**INSTRUCTIONS FOR THE TASK**: Repeat exactly, and only, the lines below starting at the line that contains "Where can the grey concrete" and ending at the line that contains "Where can the white projection", inclusive of both.

=-=-=-=-=

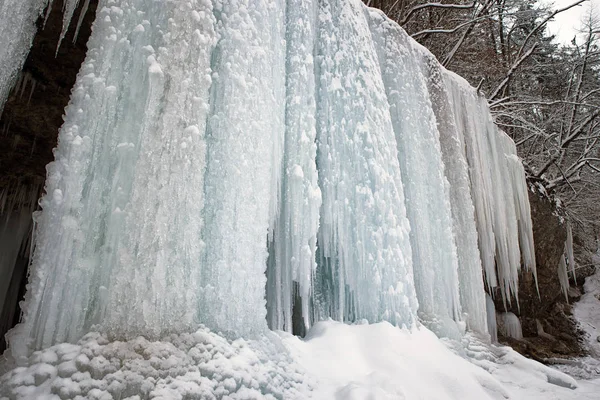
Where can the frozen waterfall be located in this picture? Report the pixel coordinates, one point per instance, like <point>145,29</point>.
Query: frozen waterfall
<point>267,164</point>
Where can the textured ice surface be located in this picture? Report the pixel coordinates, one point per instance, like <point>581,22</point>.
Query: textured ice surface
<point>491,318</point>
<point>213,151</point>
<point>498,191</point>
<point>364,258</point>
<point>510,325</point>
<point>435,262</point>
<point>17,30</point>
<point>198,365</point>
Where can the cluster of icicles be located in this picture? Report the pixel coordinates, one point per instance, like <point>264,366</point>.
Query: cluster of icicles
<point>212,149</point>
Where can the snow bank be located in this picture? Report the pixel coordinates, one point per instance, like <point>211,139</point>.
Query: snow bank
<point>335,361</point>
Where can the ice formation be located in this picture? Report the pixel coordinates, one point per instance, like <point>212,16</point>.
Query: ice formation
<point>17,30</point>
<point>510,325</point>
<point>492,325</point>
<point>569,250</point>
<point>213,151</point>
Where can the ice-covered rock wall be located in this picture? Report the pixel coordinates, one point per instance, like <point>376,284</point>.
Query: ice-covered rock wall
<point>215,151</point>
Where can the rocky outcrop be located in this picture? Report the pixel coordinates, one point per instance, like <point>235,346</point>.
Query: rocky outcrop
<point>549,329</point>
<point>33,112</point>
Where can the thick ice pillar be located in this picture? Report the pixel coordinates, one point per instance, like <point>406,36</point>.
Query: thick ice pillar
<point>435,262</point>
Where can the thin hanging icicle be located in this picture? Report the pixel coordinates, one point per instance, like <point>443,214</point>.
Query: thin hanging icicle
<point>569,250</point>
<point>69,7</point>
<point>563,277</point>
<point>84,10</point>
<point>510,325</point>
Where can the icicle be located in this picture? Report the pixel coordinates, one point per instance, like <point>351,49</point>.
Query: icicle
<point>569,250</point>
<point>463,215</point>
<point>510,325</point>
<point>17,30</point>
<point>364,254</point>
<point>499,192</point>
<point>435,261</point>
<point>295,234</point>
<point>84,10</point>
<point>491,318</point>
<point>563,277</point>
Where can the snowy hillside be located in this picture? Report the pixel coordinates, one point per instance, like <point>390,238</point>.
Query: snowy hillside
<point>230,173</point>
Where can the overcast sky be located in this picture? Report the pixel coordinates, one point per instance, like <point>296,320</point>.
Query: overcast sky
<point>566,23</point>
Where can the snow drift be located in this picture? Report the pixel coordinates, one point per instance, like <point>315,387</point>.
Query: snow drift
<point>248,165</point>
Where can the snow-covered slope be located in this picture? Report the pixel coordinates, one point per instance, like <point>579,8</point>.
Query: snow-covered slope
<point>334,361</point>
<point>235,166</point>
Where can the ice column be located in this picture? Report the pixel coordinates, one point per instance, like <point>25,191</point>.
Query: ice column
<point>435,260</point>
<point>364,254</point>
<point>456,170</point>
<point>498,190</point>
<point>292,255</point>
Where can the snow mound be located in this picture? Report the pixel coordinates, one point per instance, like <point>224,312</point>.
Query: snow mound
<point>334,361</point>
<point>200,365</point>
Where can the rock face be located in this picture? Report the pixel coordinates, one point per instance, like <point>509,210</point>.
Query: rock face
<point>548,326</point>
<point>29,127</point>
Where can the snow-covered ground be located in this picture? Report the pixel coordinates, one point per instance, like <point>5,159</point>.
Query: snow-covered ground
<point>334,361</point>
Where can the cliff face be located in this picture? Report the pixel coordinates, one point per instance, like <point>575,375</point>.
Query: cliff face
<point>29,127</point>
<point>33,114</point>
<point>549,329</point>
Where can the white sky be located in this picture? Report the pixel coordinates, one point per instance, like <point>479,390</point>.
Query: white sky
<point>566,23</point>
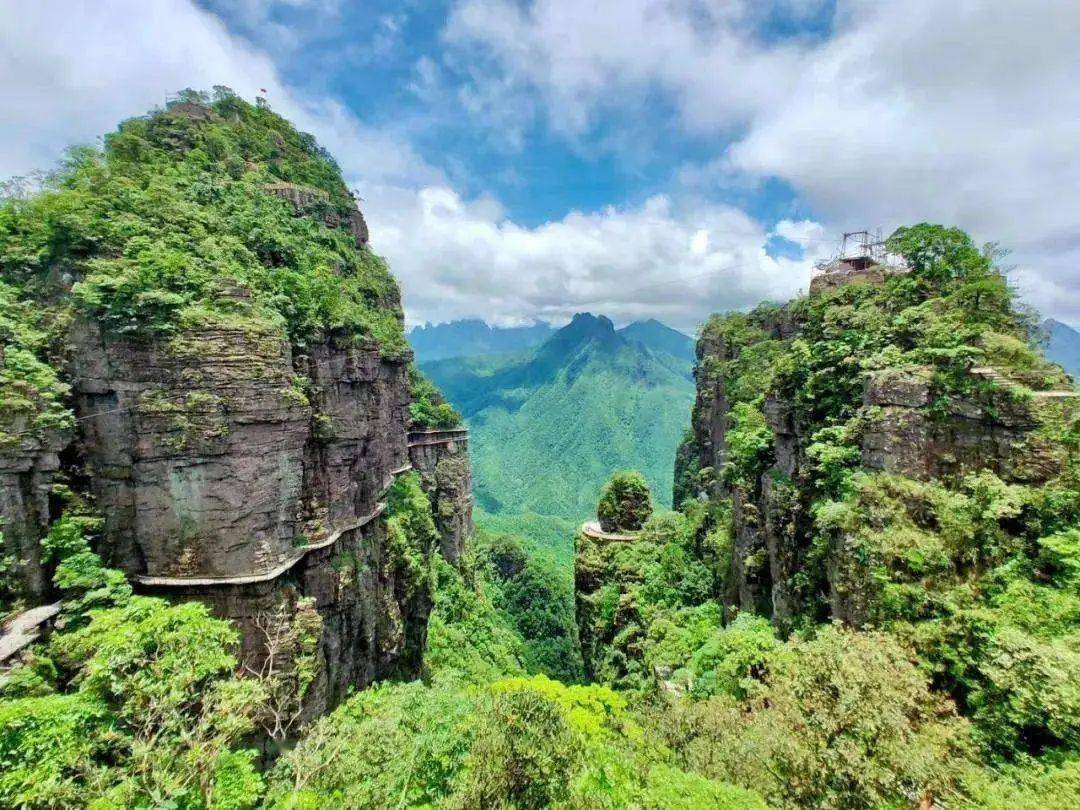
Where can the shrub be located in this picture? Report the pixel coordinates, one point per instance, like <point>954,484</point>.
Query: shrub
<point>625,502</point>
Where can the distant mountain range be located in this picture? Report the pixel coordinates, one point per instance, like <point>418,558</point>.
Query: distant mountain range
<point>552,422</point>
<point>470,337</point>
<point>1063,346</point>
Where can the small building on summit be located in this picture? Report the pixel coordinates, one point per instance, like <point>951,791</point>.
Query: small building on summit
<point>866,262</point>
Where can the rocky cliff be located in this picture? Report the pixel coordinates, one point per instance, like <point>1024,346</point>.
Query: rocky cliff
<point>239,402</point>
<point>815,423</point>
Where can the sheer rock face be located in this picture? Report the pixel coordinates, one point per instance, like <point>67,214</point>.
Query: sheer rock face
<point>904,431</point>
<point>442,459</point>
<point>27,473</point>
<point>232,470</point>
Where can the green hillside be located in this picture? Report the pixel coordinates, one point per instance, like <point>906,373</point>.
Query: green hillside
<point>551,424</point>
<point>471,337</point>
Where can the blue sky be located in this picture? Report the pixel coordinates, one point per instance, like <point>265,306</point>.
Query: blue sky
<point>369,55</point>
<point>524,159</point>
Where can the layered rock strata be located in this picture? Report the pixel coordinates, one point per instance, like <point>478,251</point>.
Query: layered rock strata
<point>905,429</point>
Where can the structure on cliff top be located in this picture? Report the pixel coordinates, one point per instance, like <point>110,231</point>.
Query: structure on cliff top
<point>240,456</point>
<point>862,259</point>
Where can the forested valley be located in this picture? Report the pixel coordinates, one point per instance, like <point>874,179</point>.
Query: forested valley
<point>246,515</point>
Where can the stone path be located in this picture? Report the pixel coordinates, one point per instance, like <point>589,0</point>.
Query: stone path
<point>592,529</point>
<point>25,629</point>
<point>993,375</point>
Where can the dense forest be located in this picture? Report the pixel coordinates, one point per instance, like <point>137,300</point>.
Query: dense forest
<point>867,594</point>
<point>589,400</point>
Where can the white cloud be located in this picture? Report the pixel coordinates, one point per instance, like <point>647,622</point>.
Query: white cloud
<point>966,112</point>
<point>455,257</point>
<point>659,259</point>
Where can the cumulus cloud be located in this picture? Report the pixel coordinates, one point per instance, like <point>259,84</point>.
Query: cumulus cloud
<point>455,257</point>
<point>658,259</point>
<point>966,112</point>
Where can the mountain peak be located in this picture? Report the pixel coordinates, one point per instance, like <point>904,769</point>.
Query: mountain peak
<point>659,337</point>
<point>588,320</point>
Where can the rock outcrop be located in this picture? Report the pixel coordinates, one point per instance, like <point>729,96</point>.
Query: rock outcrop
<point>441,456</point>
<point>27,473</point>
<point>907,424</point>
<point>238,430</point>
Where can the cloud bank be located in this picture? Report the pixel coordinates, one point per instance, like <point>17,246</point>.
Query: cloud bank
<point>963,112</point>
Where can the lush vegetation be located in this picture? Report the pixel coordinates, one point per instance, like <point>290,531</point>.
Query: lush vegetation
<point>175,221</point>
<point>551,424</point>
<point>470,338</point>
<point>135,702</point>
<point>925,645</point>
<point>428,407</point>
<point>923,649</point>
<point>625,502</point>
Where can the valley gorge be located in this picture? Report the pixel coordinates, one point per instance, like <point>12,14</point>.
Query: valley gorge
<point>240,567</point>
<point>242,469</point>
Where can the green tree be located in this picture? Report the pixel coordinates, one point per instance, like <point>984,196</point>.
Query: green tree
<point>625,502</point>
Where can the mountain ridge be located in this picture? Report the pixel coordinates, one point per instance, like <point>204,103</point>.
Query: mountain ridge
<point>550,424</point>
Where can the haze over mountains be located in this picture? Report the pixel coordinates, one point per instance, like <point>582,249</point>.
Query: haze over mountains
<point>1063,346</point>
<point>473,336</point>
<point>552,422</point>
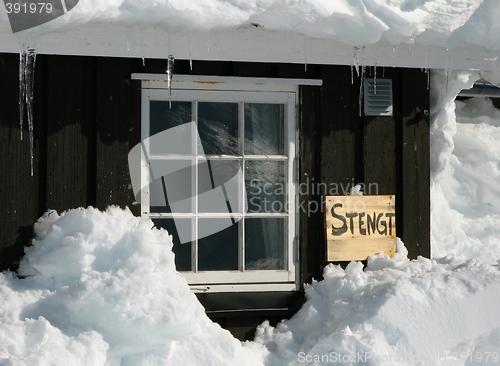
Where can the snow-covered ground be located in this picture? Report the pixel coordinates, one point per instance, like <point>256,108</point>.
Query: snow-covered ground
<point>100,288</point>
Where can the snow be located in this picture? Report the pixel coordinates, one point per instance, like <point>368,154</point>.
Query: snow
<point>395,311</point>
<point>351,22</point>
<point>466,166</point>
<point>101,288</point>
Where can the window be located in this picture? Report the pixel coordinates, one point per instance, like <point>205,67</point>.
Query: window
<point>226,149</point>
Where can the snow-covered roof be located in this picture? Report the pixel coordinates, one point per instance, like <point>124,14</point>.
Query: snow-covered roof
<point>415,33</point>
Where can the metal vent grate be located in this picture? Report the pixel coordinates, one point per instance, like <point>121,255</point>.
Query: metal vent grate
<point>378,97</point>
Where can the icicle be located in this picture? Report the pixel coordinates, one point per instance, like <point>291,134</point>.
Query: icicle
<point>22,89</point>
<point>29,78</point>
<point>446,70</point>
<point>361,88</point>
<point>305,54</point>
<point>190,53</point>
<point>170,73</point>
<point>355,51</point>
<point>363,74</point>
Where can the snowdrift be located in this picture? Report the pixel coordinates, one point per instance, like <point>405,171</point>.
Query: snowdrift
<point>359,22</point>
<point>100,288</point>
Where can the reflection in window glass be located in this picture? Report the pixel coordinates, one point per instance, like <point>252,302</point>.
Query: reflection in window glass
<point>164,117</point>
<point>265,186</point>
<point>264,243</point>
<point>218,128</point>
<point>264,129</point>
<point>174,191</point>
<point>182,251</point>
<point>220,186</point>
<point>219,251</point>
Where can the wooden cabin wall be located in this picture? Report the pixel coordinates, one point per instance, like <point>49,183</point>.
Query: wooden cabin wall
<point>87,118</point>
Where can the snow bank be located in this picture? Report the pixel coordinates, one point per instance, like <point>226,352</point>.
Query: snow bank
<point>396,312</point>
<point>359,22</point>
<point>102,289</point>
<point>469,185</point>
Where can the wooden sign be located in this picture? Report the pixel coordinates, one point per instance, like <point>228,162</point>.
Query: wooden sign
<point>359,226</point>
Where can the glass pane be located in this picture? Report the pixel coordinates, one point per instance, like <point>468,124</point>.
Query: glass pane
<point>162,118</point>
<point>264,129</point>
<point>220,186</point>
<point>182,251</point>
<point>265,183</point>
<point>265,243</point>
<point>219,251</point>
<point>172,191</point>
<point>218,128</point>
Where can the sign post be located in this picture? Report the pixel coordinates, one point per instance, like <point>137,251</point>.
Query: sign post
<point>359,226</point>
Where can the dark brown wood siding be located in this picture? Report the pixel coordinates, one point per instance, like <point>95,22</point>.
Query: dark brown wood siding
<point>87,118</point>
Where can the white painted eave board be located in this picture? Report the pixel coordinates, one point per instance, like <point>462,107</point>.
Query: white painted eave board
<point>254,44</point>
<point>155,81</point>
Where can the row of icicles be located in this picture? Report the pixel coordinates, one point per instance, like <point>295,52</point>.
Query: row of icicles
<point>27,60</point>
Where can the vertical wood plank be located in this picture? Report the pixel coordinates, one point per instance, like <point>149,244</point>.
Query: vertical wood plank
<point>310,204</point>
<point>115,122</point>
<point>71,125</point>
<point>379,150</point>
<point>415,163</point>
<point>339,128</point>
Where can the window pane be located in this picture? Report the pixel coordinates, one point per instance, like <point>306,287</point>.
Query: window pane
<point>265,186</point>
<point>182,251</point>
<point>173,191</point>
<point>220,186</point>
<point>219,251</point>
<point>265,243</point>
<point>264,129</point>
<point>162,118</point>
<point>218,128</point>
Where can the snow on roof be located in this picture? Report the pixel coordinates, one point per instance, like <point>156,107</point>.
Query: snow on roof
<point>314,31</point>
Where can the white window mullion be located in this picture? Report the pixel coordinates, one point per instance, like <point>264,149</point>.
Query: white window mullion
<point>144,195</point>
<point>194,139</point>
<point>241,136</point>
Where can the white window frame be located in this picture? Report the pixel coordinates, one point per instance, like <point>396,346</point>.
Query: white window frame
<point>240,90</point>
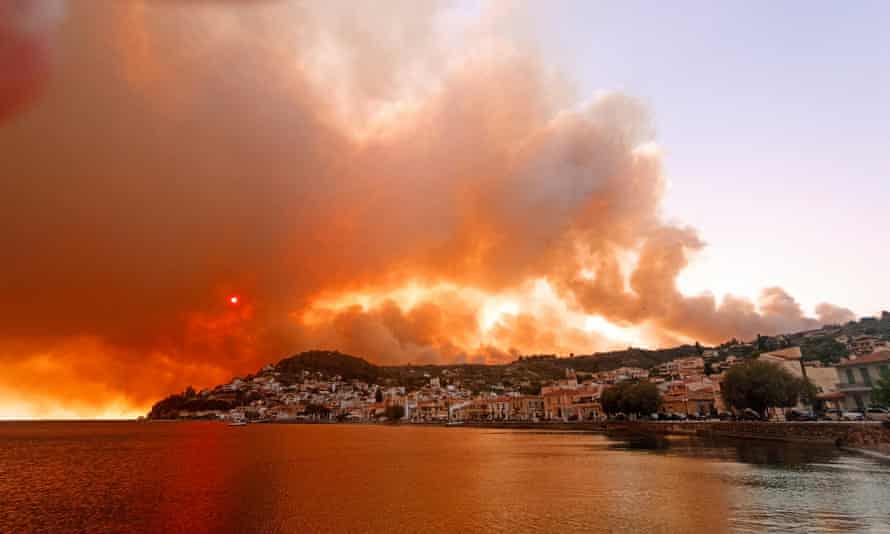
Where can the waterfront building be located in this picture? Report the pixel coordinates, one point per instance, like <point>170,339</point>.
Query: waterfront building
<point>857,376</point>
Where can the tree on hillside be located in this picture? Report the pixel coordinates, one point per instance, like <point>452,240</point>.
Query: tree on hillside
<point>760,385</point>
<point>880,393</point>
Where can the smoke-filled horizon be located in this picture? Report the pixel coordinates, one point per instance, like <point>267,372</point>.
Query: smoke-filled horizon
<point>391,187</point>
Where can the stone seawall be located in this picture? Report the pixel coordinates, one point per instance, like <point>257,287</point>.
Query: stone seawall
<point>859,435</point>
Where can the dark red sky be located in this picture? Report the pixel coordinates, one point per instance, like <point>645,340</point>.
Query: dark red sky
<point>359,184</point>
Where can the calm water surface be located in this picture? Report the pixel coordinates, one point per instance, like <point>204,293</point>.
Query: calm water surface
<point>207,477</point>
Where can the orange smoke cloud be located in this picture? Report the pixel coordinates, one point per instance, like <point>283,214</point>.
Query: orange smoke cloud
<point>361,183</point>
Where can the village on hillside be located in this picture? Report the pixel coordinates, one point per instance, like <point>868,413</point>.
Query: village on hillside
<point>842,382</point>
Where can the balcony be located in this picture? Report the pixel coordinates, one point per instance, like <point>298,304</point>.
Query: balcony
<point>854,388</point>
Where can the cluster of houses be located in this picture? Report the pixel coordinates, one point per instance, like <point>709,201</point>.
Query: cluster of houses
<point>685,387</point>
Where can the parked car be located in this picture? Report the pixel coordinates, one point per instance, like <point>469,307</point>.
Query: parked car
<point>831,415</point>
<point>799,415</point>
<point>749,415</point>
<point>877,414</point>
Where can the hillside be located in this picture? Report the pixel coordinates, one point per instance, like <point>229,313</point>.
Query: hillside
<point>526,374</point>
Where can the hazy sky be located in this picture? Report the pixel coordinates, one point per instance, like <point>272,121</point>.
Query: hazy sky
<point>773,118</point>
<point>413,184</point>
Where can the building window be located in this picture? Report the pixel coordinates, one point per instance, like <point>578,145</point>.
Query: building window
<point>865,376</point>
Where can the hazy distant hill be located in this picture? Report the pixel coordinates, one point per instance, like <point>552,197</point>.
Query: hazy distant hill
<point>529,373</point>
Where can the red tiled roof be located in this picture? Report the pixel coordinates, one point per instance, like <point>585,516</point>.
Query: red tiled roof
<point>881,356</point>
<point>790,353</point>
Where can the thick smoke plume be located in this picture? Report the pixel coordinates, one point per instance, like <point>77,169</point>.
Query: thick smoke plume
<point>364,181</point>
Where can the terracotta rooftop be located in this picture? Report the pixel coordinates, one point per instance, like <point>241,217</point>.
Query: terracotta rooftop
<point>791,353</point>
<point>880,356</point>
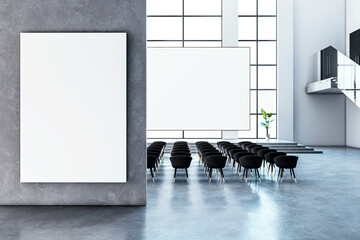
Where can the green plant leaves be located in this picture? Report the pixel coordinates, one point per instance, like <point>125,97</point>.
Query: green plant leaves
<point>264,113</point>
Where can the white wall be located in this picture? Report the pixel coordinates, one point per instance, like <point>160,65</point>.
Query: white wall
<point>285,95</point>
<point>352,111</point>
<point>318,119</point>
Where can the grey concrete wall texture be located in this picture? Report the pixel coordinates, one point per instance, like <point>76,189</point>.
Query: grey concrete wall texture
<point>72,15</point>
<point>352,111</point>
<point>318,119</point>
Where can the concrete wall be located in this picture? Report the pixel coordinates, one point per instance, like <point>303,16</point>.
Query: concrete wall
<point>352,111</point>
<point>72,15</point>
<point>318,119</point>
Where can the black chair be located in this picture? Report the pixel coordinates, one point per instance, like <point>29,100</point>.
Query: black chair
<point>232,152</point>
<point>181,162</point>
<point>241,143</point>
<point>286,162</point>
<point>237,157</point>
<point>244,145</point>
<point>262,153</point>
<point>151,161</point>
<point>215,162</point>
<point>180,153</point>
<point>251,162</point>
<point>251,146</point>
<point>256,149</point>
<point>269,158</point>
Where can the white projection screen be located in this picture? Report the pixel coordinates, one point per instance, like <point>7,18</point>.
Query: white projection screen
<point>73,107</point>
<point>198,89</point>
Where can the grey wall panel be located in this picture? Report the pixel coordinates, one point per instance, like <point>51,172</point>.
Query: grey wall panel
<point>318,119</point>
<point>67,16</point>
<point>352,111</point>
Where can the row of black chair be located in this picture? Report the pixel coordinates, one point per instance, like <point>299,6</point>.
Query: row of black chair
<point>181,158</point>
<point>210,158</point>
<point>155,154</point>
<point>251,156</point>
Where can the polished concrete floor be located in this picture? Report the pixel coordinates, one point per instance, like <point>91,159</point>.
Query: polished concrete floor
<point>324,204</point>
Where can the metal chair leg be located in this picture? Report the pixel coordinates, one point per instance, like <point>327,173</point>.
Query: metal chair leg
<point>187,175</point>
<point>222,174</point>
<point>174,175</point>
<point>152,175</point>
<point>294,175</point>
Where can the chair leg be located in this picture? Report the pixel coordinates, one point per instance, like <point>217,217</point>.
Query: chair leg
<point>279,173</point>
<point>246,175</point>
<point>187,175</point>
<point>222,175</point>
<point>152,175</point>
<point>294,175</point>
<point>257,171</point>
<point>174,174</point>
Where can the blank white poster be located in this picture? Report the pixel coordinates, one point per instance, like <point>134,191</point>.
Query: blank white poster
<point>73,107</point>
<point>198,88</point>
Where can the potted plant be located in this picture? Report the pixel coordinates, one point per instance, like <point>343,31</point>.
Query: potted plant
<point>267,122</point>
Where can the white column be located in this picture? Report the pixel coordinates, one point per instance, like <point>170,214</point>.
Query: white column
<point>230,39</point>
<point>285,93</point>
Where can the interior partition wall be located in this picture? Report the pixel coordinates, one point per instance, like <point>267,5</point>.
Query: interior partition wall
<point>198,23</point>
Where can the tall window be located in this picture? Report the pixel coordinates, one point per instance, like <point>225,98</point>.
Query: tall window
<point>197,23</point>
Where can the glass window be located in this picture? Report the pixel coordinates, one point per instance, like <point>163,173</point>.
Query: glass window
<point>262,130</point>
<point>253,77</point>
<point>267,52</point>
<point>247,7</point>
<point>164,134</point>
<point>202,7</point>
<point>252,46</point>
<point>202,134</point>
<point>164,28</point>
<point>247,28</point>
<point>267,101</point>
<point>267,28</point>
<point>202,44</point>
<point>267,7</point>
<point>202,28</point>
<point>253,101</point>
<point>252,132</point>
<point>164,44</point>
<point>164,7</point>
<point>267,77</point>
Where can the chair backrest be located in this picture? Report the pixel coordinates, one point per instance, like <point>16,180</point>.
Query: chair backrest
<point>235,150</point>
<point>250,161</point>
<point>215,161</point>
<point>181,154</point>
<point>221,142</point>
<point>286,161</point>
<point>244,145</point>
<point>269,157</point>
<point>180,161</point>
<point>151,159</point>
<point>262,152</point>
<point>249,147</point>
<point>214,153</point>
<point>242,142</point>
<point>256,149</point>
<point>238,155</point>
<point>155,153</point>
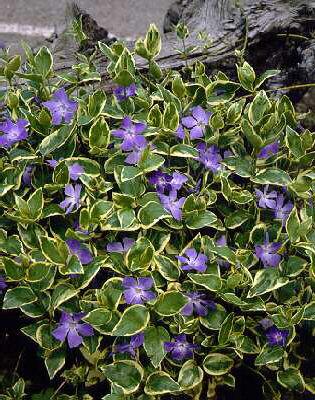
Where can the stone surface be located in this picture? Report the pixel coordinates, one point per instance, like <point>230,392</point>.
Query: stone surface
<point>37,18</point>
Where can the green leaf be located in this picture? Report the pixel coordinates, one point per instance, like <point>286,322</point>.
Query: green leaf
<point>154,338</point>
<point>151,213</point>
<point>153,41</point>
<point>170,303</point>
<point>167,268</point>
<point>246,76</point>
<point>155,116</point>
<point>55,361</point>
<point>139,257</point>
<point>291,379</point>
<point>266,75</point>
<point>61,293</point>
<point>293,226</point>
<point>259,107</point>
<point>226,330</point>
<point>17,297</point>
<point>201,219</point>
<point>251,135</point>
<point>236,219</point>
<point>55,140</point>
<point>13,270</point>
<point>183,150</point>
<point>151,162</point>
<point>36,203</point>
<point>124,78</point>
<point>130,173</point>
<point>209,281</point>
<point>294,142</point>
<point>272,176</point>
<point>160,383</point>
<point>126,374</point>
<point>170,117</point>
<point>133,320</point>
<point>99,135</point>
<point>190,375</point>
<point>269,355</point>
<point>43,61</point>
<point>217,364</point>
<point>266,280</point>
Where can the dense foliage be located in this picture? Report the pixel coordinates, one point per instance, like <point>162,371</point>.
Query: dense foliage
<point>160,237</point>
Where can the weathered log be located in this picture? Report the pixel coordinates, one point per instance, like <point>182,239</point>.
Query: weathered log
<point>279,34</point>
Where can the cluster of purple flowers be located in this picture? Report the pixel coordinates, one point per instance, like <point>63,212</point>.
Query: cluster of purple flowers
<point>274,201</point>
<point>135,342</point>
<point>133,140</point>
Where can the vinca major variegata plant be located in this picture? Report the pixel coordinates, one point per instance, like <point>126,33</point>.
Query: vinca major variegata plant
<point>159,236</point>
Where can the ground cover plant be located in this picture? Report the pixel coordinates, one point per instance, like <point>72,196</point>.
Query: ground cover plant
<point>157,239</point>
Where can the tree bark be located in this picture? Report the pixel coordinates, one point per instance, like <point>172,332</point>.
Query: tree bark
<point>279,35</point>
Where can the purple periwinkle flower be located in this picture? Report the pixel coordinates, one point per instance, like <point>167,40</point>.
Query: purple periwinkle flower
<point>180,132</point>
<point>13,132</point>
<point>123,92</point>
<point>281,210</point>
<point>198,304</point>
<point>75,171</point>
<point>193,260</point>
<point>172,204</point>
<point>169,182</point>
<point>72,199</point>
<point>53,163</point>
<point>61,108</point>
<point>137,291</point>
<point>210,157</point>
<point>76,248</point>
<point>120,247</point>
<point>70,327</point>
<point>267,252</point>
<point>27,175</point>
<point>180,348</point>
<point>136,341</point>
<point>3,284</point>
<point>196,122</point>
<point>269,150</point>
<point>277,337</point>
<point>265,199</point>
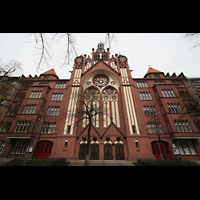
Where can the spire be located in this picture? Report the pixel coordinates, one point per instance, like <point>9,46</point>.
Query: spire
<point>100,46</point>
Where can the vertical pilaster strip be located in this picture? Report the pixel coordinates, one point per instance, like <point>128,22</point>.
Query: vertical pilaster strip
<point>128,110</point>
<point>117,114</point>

=-=-=-=-=

**OUTPUT FOR THIS TASK**:
Where can the grey concrete wall texture be located in this picture? Report the pixel coordinates, one point per instance, like <point>76,189</point>.
Query: grey concrete wall texture
<point>72,15</point>
<point>352,111</point>
<point>318,119</point>
Where can the concrete wall be located in this picture? Report the pixel coordinates, one point per instance, like <point>303,16</point>.
Query: concrete wall
<point>352,111</point>
<point>72,15</point>
<point>318,119</point>
Where can the black chair be located in this picture? Report the pixel coordinates, one point per instance, like <point>29,100</point>.
Query: black chair
<point>232,152</point>
<point>181,162</point>
<point>241,143</point>
<point>286,162</point>
<point>237,157</point>
<point>244,145</point>
<point>262,153</point>
<point>151,161</point>
<point>215,162</point>
<point>180,153</point>
<point>251,162</point>
<point>251,146</point>
<point>256,149</point>
<point>269,158</point>
Where can the white projection screen be located in this picture? Report the pixel coordinates, one point per instance, like <point>7,18</point>.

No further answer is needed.